→ **EXERCISE INSTRUCTIONS**:
Reproduce word for word the part of the records below that opens with the line containing "In this exercise you will locate the snow-capped" and runs through the last line of the records.

→ **ENTRIES**:
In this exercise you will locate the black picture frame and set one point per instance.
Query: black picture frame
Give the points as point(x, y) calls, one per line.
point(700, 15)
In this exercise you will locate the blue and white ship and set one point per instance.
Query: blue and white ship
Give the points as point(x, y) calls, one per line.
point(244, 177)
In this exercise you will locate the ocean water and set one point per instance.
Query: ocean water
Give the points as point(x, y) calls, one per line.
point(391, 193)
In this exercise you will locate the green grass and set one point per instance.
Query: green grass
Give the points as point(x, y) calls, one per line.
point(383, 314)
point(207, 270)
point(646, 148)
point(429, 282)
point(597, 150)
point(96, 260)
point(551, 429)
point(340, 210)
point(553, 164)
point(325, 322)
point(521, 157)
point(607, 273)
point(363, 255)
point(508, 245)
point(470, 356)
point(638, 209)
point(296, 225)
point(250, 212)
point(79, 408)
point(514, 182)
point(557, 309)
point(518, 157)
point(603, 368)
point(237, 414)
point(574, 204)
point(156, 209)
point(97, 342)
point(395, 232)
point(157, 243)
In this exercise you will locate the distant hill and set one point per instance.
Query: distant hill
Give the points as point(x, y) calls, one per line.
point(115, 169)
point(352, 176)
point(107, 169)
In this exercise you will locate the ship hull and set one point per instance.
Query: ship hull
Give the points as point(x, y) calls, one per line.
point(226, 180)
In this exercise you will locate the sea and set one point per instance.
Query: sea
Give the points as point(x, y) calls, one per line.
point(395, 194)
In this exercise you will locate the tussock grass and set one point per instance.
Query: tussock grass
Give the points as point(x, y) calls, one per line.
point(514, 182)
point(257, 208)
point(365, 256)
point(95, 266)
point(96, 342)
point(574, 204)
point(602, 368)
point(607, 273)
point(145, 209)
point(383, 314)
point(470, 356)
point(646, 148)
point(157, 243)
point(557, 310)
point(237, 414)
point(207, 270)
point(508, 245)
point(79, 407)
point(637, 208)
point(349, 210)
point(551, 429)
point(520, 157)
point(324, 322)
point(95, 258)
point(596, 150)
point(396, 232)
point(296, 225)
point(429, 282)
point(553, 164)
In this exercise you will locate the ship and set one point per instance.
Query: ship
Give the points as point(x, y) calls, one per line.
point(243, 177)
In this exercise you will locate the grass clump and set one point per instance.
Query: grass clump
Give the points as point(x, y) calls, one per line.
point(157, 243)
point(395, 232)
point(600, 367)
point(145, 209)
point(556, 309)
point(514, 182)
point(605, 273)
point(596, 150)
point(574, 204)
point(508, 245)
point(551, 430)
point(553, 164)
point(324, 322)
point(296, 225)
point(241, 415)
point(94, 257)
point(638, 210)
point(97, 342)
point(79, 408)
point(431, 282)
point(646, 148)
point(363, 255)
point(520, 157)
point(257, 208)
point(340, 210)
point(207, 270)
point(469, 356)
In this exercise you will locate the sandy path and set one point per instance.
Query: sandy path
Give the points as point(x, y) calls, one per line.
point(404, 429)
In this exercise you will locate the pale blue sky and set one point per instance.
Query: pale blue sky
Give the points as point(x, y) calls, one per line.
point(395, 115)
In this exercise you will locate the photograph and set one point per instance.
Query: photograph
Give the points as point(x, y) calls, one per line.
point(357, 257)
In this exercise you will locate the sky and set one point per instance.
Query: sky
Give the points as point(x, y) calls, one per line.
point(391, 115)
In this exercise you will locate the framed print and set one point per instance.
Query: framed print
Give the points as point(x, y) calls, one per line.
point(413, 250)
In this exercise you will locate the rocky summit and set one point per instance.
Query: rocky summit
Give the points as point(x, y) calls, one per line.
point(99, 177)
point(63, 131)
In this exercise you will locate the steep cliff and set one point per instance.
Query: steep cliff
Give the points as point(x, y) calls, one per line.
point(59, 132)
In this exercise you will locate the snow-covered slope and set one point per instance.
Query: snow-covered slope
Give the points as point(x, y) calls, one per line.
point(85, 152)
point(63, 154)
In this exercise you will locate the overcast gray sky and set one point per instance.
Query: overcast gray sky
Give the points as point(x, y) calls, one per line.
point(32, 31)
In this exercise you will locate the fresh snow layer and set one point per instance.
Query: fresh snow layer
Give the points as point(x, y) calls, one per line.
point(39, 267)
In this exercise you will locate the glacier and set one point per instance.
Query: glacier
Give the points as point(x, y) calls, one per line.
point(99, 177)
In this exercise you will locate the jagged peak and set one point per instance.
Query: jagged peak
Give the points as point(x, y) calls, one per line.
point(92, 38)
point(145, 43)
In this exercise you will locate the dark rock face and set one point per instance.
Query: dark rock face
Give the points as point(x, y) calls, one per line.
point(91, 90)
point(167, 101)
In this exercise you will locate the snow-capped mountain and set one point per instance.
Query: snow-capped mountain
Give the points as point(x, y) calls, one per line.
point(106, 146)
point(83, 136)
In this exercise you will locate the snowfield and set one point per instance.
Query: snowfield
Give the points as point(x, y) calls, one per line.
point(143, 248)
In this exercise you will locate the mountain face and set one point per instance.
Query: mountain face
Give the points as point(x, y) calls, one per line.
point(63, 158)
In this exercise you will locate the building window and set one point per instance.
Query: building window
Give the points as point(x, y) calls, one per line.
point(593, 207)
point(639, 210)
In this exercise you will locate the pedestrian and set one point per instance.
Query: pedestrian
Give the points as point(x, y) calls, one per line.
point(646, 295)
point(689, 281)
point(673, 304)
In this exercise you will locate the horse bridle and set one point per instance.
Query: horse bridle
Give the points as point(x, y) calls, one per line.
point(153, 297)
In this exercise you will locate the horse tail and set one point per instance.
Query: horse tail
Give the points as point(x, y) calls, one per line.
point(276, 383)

→ **EXERCISE SOLUTION**:
In this exercise you will locate the snow-capped mountain and set one point per instance.
Query: snow-capped mountain
Give the points as point(x, y) calls, one per line.
point(106, 146)
point(83, 136)
In this exercise you will locate the snowfield and set one point per instance.
Query: snowfield
Give the points as point(x, y) calls, one per line.
point(143, 248)
In this exercise you will locate the mountain face and set one point per instance.
Query: mountain face
Give the points as point(x, y) calls, one per line.
point(63, 158)
In this exercise you will locate the building window and set one point per instance.
Query: building window
Give the points as point(x, y) calls, one per line.
point(593, 207)
point(639, 210)
In this exercise you will locate the pedestrian and set one point per instance.
Query: pedestrian
Give the points as point(x, y) calls, one per line.
point(646, 295)
point(689, 281)
point(673, 304)
In this exercise you will locate the horse bridle and set one point per instance.
Query: horse bridle
Give the points as point(x, y) calls, one per line.
point(153, 297)
In this exercise you will locate the horse tail and set one point per instance.
Query: horse tail
Give the points as point(x, y) calls, one per line.
point(276, 383)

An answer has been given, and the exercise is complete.